From the records below, copy out every line that contains the string "mirror", matching case exactly.

[Stored rows]
▬▬▬▬▬▬
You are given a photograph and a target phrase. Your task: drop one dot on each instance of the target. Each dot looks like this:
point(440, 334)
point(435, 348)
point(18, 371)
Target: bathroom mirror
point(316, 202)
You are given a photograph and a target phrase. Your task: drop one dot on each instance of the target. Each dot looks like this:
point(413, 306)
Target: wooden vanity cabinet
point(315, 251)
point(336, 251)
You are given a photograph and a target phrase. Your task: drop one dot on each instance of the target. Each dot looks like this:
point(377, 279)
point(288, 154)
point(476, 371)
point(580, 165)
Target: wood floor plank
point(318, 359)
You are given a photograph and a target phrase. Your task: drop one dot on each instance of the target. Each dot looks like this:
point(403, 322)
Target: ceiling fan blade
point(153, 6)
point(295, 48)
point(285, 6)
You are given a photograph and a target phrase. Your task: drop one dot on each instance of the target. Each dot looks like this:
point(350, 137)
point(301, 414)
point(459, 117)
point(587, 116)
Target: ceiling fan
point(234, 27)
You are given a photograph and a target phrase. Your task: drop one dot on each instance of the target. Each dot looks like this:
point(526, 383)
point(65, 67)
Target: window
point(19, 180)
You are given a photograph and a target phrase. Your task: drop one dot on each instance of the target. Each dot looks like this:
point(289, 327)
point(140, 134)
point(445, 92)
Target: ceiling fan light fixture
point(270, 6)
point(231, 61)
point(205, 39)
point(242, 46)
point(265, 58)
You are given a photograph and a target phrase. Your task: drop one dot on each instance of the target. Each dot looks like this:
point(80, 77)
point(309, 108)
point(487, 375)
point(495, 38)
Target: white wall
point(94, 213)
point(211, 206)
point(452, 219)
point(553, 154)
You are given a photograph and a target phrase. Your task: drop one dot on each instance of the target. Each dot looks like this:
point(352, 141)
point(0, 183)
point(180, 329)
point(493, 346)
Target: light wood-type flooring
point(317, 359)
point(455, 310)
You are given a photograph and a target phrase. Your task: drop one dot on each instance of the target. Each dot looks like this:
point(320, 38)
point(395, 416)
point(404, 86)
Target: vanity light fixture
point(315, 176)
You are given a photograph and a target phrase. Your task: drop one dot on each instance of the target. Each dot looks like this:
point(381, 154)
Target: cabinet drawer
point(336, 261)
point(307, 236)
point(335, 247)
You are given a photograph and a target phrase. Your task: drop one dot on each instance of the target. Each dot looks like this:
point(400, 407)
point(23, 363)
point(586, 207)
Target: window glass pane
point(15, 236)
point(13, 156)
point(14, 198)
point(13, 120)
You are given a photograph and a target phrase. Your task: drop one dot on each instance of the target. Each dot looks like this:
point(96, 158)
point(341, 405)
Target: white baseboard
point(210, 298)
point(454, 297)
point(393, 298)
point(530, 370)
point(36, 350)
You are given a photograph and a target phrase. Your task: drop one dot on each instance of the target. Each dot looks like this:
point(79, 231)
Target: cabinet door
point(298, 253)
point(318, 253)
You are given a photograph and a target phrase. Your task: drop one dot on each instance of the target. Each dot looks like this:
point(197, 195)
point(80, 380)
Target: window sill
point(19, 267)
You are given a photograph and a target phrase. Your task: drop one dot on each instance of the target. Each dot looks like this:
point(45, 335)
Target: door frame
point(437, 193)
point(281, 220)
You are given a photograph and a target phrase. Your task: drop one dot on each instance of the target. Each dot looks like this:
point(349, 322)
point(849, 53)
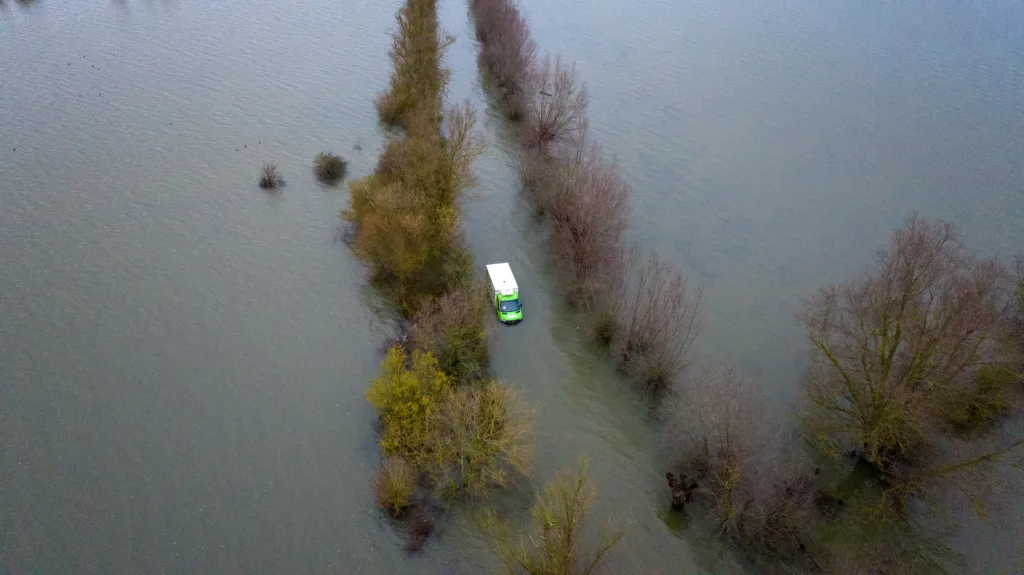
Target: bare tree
point(657, 320)
point(888, 349)
point(506, 50)
point(453, 328)
point(478, 438)
point(588, 204)
point(555, 544)
point(717, 430)
point(557, 112)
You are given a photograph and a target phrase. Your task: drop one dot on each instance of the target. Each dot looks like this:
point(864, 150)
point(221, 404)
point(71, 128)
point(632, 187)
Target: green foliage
point(418, 80)
point(555, 543)
point(974, 407)
point(406, 396)
point(394, 485)
point(330, 168)
point(480, 437)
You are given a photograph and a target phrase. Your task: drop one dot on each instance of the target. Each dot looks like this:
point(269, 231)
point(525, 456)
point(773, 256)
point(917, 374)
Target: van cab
point(505, 294)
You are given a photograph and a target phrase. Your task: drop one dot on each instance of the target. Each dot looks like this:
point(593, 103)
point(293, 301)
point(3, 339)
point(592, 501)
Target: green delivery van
point(505, 294)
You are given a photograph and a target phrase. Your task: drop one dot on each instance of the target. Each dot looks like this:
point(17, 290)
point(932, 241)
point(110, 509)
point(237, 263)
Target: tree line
point(913, 366)
point(448, 431)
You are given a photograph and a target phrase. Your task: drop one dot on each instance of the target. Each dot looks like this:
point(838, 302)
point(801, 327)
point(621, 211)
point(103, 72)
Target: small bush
point(974, 407)
point(406, 396)
point(421, 525)
point(394, 485)
point(269, 177)
point(330, 168)
point(555, 543)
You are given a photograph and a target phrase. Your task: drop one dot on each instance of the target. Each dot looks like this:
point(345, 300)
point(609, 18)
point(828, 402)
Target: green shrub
point(406, 395)
point(330, 168)
point(394, 485)
point(991, 395)
point(480, 437)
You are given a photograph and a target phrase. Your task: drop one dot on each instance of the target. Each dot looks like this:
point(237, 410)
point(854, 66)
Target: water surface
point(183, 357)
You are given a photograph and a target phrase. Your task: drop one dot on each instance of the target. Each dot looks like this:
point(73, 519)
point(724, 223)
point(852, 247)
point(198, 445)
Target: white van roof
point(502, 278)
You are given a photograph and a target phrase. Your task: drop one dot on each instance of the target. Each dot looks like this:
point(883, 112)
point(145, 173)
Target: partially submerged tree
point(407, 394)
point(506, 51)
point(556, 543)
point(479, 438)
point(557, 113)
point(588, 204)
point(453, 328)
point(394, 485)
point(717, 431)
point(657, 318)
point(890, 350)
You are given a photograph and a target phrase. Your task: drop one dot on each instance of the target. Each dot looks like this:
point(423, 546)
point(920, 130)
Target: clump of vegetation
point(506, 52)
point(479, 438)
point(557, 111)
point(641, 307)
point(406, 396)
point(269, 177)
point(452, 328)
point(973, 407)
point(555, 544)
point(418, 79)
point(329, 167)
point(716, 430)
point(903, 352)
point(421, 525)
point(394, 485)
point(658, 319)
point(466, 439)
point(890, 349)
point(406, 214)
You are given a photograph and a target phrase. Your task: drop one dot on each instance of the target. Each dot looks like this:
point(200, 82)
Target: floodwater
point(183, 357)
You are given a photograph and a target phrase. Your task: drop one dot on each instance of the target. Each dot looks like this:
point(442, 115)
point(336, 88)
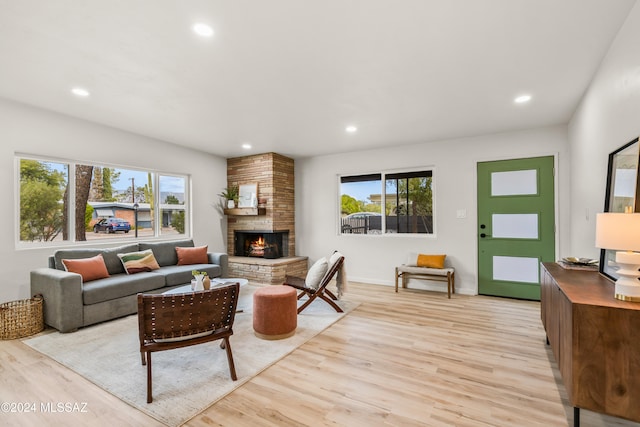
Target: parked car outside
point(111, 225)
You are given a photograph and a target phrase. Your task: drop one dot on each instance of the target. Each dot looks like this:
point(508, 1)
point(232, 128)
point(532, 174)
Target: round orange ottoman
point(275, 312)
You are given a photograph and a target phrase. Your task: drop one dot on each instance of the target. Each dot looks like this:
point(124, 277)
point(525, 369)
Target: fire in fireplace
point(261, 244)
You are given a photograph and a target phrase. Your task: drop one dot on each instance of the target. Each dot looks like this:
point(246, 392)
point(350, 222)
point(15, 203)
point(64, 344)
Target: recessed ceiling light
point(203, 30)
point(79, 91)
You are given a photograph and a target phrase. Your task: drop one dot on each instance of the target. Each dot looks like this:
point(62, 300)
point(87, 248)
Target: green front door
point(516, 225)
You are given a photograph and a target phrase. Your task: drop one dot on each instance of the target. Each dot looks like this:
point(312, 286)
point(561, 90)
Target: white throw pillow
point(316, 273)
point(334, 258)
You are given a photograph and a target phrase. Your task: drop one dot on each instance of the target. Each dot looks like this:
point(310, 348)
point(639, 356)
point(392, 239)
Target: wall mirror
point(248, 196)
point(623, 194)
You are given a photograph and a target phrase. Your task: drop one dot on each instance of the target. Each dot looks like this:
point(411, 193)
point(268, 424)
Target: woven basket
point(21, 318)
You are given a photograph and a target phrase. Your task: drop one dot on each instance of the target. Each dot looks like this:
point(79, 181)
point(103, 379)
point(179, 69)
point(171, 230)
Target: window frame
point(383, 200)
point(71, 164)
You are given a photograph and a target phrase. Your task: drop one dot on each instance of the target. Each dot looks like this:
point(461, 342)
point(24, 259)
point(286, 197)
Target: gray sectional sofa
point(70, 304)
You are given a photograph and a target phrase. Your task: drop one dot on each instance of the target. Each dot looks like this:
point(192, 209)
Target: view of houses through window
point(79, 202)
point(403, 205)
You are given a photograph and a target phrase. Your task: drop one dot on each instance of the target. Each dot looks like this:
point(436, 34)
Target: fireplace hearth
point(261, 244)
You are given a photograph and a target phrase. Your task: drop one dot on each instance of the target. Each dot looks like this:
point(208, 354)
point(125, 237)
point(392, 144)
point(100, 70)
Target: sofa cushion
point(136, 262)
point(120, 285)
point(89, 268)
point(111, 260)
point(188, 256)
point(165, 252)
point(181, 274)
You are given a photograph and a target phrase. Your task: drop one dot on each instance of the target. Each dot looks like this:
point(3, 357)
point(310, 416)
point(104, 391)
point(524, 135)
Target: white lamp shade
point(618, 231)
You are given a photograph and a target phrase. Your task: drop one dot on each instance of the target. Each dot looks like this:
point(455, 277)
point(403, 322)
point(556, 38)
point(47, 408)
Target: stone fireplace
point(261, 244)
point(261, 241)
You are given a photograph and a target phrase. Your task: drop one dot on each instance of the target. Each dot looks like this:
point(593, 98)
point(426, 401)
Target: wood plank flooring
point(414, 358)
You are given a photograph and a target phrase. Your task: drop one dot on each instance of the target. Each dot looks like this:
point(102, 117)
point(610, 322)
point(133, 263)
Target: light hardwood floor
point(408, 359)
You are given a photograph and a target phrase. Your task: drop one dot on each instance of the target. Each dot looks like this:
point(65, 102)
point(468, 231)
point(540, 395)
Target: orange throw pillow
point(188, 256)
point(431, 261)
point(89, 268)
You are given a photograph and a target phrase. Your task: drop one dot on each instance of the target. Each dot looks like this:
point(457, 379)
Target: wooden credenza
point(595, 340)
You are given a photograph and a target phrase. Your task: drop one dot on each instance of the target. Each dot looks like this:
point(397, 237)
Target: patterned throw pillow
point(135, 262)
point(430, 261)
point(89, 268)
point(189, 256)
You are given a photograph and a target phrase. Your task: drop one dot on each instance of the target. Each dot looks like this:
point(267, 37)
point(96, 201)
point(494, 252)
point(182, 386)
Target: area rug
point(185, 381)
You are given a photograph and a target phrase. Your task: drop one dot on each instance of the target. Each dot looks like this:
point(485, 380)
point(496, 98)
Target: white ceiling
point(288, 75)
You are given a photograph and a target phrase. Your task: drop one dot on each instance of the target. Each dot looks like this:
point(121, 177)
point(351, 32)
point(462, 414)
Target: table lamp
point(621, 232)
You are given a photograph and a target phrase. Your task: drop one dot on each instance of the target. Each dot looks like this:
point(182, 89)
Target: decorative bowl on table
point(580, 261)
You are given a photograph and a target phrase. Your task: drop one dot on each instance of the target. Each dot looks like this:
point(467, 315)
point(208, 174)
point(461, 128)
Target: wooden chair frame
point(172, 321)
point(446, 275)
point(322, 292)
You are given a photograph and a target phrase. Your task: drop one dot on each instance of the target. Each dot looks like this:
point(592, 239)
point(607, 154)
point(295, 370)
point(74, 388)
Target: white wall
point(371, 259)
point(607, 118)
point(28, 130)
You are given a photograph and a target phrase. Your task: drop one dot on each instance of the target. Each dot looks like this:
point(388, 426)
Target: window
point(82, 202)
point(403, 205)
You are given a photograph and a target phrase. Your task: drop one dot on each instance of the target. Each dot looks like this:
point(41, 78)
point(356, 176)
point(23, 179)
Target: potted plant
point(230, 194)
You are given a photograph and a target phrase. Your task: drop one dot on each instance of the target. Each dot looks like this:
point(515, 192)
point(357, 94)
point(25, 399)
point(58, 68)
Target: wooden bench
point(437, 274)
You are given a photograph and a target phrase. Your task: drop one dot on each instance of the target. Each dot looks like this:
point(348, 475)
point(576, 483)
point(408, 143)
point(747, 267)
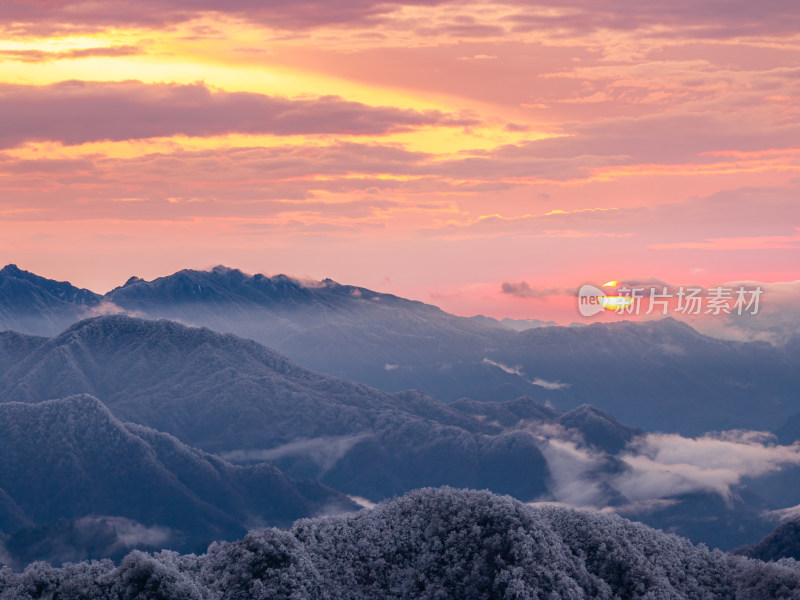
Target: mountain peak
point(11, 270)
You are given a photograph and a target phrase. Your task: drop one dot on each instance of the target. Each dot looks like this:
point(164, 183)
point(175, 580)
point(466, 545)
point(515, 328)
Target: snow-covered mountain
point(432, 543)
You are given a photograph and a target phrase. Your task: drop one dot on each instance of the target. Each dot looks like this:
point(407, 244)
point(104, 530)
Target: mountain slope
point(34, 304)
point(70, 465)
point(233, 396)
point(431, 544)
point(658, 375)
point(784, 542)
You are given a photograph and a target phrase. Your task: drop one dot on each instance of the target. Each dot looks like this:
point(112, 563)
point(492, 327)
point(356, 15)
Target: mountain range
point(251, 406)
point(432, 543)
point(660, 375)
point(78, 483)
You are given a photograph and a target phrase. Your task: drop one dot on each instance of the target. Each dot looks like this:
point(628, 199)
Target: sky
point(486, 157)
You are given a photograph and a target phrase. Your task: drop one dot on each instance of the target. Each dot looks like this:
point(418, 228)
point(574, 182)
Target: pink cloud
point(74, 112)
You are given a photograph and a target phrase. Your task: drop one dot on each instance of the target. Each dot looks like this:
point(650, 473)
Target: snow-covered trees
point(432, 543)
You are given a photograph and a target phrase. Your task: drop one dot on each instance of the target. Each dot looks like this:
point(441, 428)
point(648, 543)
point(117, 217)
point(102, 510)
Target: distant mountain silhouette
point(72, 472)
point(784, 542)
point(250, 404)
point(34, 304)
point(229, 395)
point(659, 375)
point(432, 543)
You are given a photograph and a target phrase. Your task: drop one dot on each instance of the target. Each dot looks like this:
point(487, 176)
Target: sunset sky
point(436, 150)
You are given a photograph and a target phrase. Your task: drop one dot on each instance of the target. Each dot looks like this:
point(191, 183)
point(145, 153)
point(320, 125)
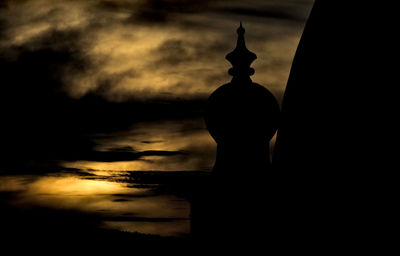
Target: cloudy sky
point(121, 84)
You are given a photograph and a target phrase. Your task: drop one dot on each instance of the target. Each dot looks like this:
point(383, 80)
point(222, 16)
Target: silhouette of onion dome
point(242, 116)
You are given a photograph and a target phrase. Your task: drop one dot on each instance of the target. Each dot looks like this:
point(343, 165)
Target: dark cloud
point(272, 12)
point(173, 52)
point(124, 155)
point(163, 11)
point(42, 124)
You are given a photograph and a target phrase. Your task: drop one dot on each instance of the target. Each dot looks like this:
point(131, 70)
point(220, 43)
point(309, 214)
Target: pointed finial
point(241, 58)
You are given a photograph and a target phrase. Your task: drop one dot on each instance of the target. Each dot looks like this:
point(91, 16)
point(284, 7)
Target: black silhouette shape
point(328, 155)
point(242, 117)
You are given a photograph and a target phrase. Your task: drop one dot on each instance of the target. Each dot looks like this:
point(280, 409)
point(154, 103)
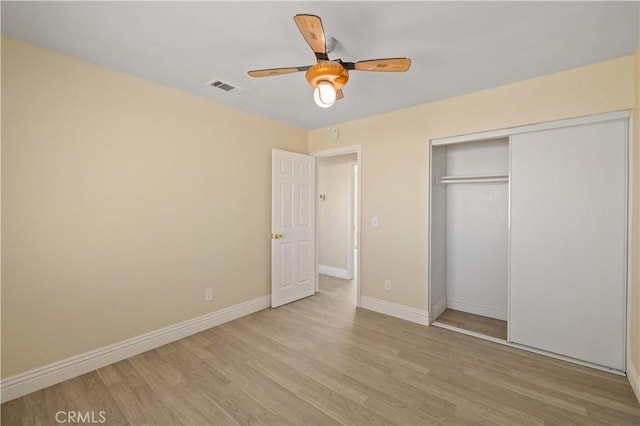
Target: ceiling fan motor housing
point(331, 71)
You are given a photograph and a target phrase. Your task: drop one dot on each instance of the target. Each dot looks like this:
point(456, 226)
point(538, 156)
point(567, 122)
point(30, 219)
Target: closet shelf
point(474, 179)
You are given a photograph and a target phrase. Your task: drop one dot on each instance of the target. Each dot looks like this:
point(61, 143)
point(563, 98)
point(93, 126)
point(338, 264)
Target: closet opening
point(469, 236)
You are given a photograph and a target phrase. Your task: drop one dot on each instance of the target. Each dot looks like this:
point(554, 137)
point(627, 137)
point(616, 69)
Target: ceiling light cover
point(324, 94)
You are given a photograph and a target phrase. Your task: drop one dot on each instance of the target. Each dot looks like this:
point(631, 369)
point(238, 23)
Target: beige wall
point(121, 205)
point(395, 159)
point(334, 179)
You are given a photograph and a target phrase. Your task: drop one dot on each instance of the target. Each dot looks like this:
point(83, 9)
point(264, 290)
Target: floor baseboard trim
point(633, 375)
point(22, 384)
point(438, 310)
point(395, 310)
point(334, 272)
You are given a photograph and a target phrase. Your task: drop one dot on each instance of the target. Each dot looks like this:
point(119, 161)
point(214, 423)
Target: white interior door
point(568, 241)
point(293, 227)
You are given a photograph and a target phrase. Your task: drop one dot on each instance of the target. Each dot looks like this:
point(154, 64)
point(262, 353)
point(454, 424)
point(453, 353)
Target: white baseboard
point(334, 272)
point(473, 308)
point(438, 309)
point(393, 309)
point(634, 378)
point(21, 384)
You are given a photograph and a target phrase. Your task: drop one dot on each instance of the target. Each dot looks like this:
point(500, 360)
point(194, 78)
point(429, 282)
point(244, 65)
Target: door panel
point(293, 227)
point(568, 241)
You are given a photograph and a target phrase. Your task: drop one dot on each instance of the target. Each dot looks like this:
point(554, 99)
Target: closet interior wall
point(469, 228)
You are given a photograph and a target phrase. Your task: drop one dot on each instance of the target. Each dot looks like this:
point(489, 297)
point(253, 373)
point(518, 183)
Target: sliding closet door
point(568, 241)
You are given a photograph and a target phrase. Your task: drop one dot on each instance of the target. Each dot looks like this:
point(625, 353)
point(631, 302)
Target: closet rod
point(473, 179)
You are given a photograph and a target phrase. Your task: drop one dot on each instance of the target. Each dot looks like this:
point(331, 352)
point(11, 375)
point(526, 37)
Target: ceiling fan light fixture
point(324, 94)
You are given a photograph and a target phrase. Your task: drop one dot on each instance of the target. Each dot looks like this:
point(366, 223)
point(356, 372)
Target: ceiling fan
point(327, 76)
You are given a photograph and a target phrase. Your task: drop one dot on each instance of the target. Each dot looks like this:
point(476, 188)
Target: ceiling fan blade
point(384, 65)
point(310, 27)
point(276, 71)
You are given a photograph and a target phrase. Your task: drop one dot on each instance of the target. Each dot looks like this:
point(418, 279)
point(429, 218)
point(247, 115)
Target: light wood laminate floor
point(321, 361)
point(476, 323)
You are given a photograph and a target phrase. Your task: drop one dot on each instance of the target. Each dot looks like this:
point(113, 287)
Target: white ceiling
point(455, 47)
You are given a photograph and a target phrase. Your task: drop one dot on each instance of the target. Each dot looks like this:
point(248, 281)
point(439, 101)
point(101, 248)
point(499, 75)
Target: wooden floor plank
point(322, 361)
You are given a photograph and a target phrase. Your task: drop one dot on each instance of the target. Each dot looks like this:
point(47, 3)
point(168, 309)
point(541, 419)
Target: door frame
point(334, 152)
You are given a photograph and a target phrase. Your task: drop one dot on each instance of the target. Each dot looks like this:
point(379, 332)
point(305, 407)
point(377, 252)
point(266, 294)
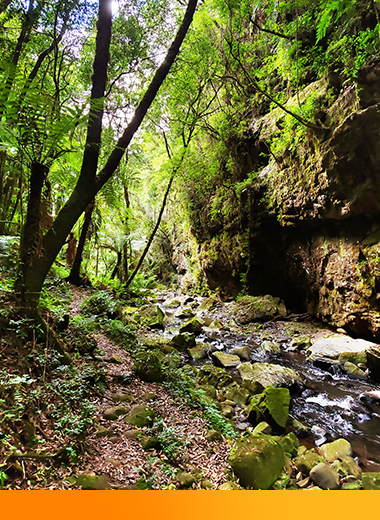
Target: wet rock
point(242, 352)
point(336, 450)
point(267, 374)
point(371, 480)
point(271, 405)
point(331, 348)
point(257, 461)
point(140, 416)
point(114, 412)
point(325, 476)
point(306, 461)
point(93, 482)
point(183, 341)
point(258, 308)
point(194, 326)
point(225, 360)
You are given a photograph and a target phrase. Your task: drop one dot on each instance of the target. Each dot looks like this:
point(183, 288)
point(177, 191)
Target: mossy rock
point(93, 482)
point(215, 376)
point(194, 325)
point(148, 366)
point(140, 416)
point(258, 308)
point(271, 405)
point(150, 316)
point(257, 461)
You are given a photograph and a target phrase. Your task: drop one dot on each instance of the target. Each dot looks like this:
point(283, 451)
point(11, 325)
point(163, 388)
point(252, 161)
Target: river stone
point(140, 416)
point(336, 450)
point(273, 404)
point(113, 413)
point(325, 476)
point(147, 366)
point(267, 374)
point(257, 461)
point(194, 326)
point(183, 341)
point(214, 376)
point(330, 348)
point(258, 308)
point(225, 360)
point(353, 371)
point(150, 316)
point(242, 352)
point(93, 482)
point(371, 480)
point(306, 461)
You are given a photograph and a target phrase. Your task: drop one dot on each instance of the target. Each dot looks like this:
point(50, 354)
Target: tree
point(39, 252)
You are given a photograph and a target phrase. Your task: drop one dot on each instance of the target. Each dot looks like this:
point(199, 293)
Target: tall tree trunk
point(89, 183)
point(74, 276)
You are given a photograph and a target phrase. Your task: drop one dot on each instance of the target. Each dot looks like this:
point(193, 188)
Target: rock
point(262, 428)
point(331, 348)
point(371, 480)
point(225, 360)
point(336, 450)
point(93, 482)
point(257, 461)
point(213, 435)
point(194, 326)
point(149, 396)
point(373, 363)
point(103, 432)
point(183, 341)
point(267, 374)
point(185, 479)
point(269, 347)
point(272, 405)
point(306, 461)
point(147, 366)
point(242, 352)
point(353, 371)
point(215, 376)
point(258, 308)
point(149, 443)
point(197, 353)
point(114, 412)
point(140, 416)
point(150, 316)
point(325, 476)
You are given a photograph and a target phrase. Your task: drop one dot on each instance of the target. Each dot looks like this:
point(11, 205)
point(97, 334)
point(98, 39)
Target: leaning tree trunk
point(89, 183)
point(74, 276)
▬▬▬▬▬▬
[Written solution]
Target: bathroom mirror
Target: wall mirror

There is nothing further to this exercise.